Sublinhe-se que, ante os julgados das Turmas da Suprema Corte, o Min. Teori Zavascki deferiu, monocraticamente, ordem de habeas corpus (HC 124483) para afastar o reconhecimento da causa de aumento de pena, considerando-se que o paciente não havia comercializado drogas no veículo de transporte.

Nota-se, portanto, que o tema resta pacificado, no âmbito do Pretório Excelso, tanto que autorizou o julgamento, por decisão monocrática, de ação de habeas corpus.

Todavia, concessa venia, não concordamos com o entendimento ora esposado pelos Tribunais Superiores.

Com efeito, o art. 40, III, da Lei 11343/06, especifica que a reprimenda será majorada se “a infração tiver sido cometida (...) em transportes públicos”. Ora, é cediço que o crime de tráfico de drogas  é de ação múltipla e conteúdo variado, de modo que a prática de qualquer dos núcleos típicos do art. 33, da Lei 11343/06, é suficiente para a configuração do delito, sendo prescindível, portanto, que o agente seja flagrado enquanto vende ou efetua a entrega da droga.

Assim sendo qualquer conduta (inclusive o simples transporte do entorpecente) que caracterize o crime de tráfico de drogas, desde que cometida no transporte público, é suficiente para a incidência da majorante.

Numa palavra, se a infração penal se perfaz com o mero transporte da droga e este é praticado, por meio de veículo de transporte público, a incidência da majorante é medida que, logicamente, se impõe.

Noutro giro verbal, se a mercancia não é exigível para a caracterização do tráfico, não pode o ser para a configuração da causa de aumento de pena, quando do uso do transporte público.  

Vale frisar que se o legislador almejasse restringir o alcance da citada causa de aumento de pena, a redação seria “se a venda ou entrega da droga tiver sido cometida em transporte público”. Como o legislador não restringiu, não cabe ao interprete fazê-lo.   

Com a devida venia, a corrente ora adotada pela maioria dos integrantes da Suprema Corte pode trazer consequências práticas graves. Por exemplo, alguém que trouxer consigo consigo droga nas dependências de estabelecimento prisional não será alvo da incidência da majorante, pois não chegou a vender, ou fazer a entrega do entorpecente. Essa interpretação, portanto, não é razoável, pois a existência de drogas, no presídio ou em suas imediações é fator de potencial risco social.

**Tarefa atribuída 1:** Reproduza sem alterações as linhas da listagem, começando no início dela e terminando na linha que contém "negative clicks: (75, 156) (144, 124)", com as duas pontas incluídas. Deixe as imagens fora da resposta.
A listagem não tem relação alguma com o trecho do documento.

**Dados armazenados:**
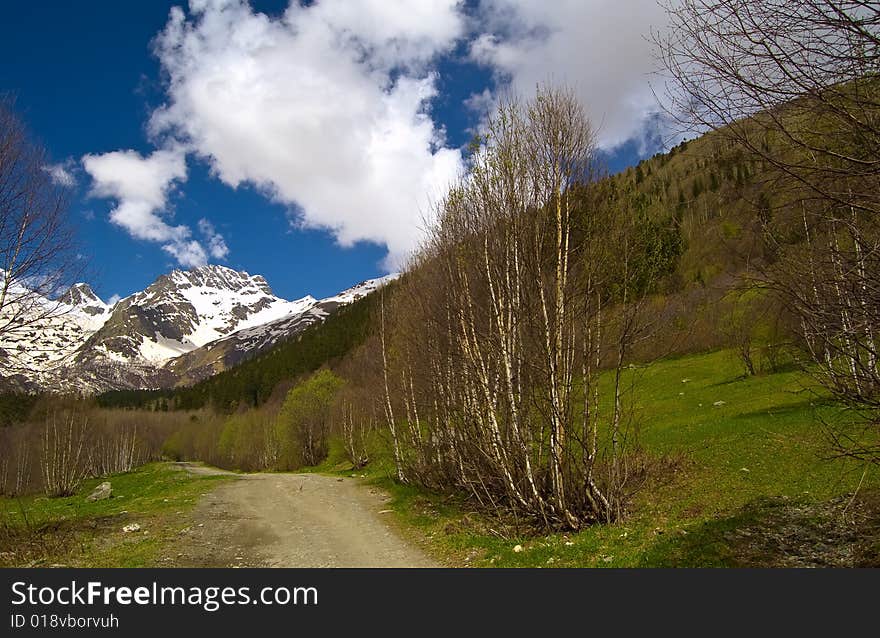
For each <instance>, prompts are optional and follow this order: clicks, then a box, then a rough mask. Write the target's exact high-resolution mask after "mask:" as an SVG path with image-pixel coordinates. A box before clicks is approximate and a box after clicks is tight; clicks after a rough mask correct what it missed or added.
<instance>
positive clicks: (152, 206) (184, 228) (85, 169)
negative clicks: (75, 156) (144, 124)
mask: <svg viewBox="0 0 880 638" xmlns="http://www.w3.org/2000/svg"><path fill="white" fill-rule="evenodd" d="M82 164H83V168H85V170H86V172H87V173H88V174H89V175H90V176H91V178H92V190H91V194H92V195H93V196H95V197H106V198H110V199H115V200H116V206H115V208H113V210H112V211H110V221H111V222H113V223H114V224H116V225H117V226H120V227H122V228H124V229H125V230H126V231H128V232H129V234H131V236H132V237H134V238H135V239H142V240H146V241H153V242H158V243H161V244H162V249H163V250H164V251H165V252H167V253H168V254H170V255H172V256H173V257H175V258H176V259H177V261H178V263H180V264H181V265H182V266H186V267H193V266H202V265H204V264H206V263H207V254H206V252H205V249H204V248H203V247H202V246H201V244H199V243H198V242H197V241H194V240H191V239H190V237H191V235H192V231H191V230H190V229H189V228H188V227H187V226H184V225H177V226H172V225H171V224H169V223H168V222H167V221H166V220H165V219H164V218H163V214H164V213H165V212H166V211H167V204H168V192H169V190H170V189H171V187H172V185H173V184H174V182H175V181H179V180H185V179H186V159H185V157H184V154H183V152H182V151H181V150H180V149H179V148H172V149H163V150H158V151H155V152H153V154H152V155H149V156H147V157H144V156H142V155H141V154H140V153H138V152H136V151H112V152H110V153H104V154H102V155H85V156H84V157H83V158H82Z"/></svg>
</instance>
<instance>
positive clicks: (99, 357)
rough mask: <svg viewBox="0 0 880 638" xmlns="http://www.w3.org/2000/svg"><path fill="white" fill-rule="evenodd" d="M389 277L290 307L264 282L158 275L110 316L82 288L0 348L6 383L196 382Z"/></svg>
mask: <svg viewBox="0 0 880 638" xmlns="http://www.w3.org/2000/svg"><path fill="white" fill-rule="evenodd" d="M391 278H393V276H390V277H383V278H380V279H373V280H369V281H365V282H362V283H360V284H358V285H357V286H354V287H353V288H350V289H348V290H345V291H343V292H341V293H339V294H338V295H334V296H332V297H328V298H326V299H321V300H318V299H315V298H314V297H312V296H306V297H303V298H302V299H297V300H294V301H288V300H285V299H282V298H280V297H278V296H276V295H275V294H274V293H273V292H272V289H271V288H270V287H269V284H268V283H267V282H266V280H265V279H264V278H263V277H262V276H260V275H250V274H248V273H247V272H238V271H235V270H232V269H230V268H226V267H224V266H217V265H211V266H202V267H200V268H195V269H193V270H189V271H180V270H175V271H173V272H171V273H169V274H167V275H162V276H161V277H159V278H158V279H157V280H156V281H155V282H153V283H152V284H151V285H150V286H148V287H147V288H146V289H145V290H143V291H141V292H137V293H135V294H133V295H131V296H129V297H126V298H125V299H122V300H120V301H118V302H117V303H116V304H114V305H113V306H112V307H111V306H109V305H108V304H106V303H105V302H104V301H102V300H101V299H100V298H99V297H98V296H97V295H96V294H95V293H94V291H92V289H91V288H90V287H89V286H88V284H85V283H78V284H75V285H74V286H72V287H71V288H70V290H68V291H67V292H65V293H64V294H63V295H61V297H59V298H58V299H57V300H54V301H50V300H48V299H42V301H40V304H41V305H44V306H49V305H52V306H54V307H57V312H52V313H47V316H46V317H41V318H40V320H39V321H36V322H34V323H33V325H31V326H28V327H27V329H26V330H22V331H18V332H16V334H14V335H9V336H7V337H5V338H4V340H0V377H3V378H5V379H6V381H7V383H6V385H13V386H16V387H29V388H53V389H60V390H72V391H83V390H90V391H100V390H105V389H112V388H132V387H163V386H170V385H175V384H177V383H179V382H181V381H184V382H191V381H195V380H198V379H202V378H205V377H207V376H210V375H211V374H214V373H216V372H219V371H220V370H223V369H226V368H228V367H231V366H233V365H235V364H236V363H238V362H240V361H241V360H243V359H244V358H247V357H248V356H250V355H251V354H253V353H256V352H261V351H263V350H266V349H268V348H271V347H272V346H274V345H275V344H277V343H279V342H281V341H283V340H285V339H287V338H289V337H291V336H293V335H295V334H296V333H298V332H300V331H301V330H303V329H305V328H306V327H308V326H310V325H312V324H314V323H317V322H319V321H322V320H323V319H324V318H325V317H326V316H327V315H328V314H329V313H331V312H332V311H333V310H334V309H335V308H337V307H338V306H340V305H344V304H347V303H351V302H353V301H355V300H356V299H359V298H361V297H363V296H364V295H366V294H369V293H370V292H372V291H373V290H375V289H376V288H378V287H379V286H381V285H383V284H384V283H386V282H387V281H388V280H389V279H391ZM11 381H14V382H11Z"/></svg>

**Tarefa atribuída 2:** Transcreva sem alterações a parte do trecho do documento que começa em "Vale frisar que" e termina em "potencial risco social.".

**Resposta da tarefa 1:**
For each <instance>, prompts are optional and follow this order: clicks, then a box, then a rough mask. Write the target's exact high-resolution mask after "mask:" as an SVG path with image-pixel coordinates. A box before clicks is approximate and a box after clicks is tight; clicks after a rough mask correct what it missed or added.
<instance>
positive clicks: (152, 206) (184, 228) (85, 169)
negative clicks: (75, 156) (144, 124)

**Resposta da tarefa 2:**
Vale frisar que se o legislador almejasse restringir o alcance da citada causa de aumento de pena, a redação seria “se a venda ou entrega da droga tiver sido cometida em transporte público”. Como o legislador não restringiu, não cabe ao interprete fazê-lo.   

Com a devida venia, a corrente ora adotada pela maioria dos integrantes da Suprema Corte pode trazer consequências práticas graves. Por exemplo, alguém que trouxer consigo consigo droga nas dependências de estabelecimento prisional não será alvo da incidência da majorante, pois não chegou a vender, ou fazer a entrega do entorpecente. Essa interpretação, portanto, não é razoável, pois a existência de drogas, no presídio ou em suas imediações é fator de potencial risco social.